### Your task
Reproduce the material below verbatim, preserving every line without alteration.

### Dataset records
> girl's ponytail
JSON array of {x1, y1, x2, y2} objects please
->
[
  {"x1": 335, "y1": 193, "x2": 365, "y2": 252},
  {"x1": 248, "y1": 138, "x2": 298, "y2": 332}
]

### Final result
> girl's ponytail
JSON array of {x1, y1, x2, y2} objects please
->
[
  {"x1": 335, "y1": 193, "x2": 365, "y2": 252},
  {"x1": 248, "y1": 138, "x2": 298, "y2": 332}
]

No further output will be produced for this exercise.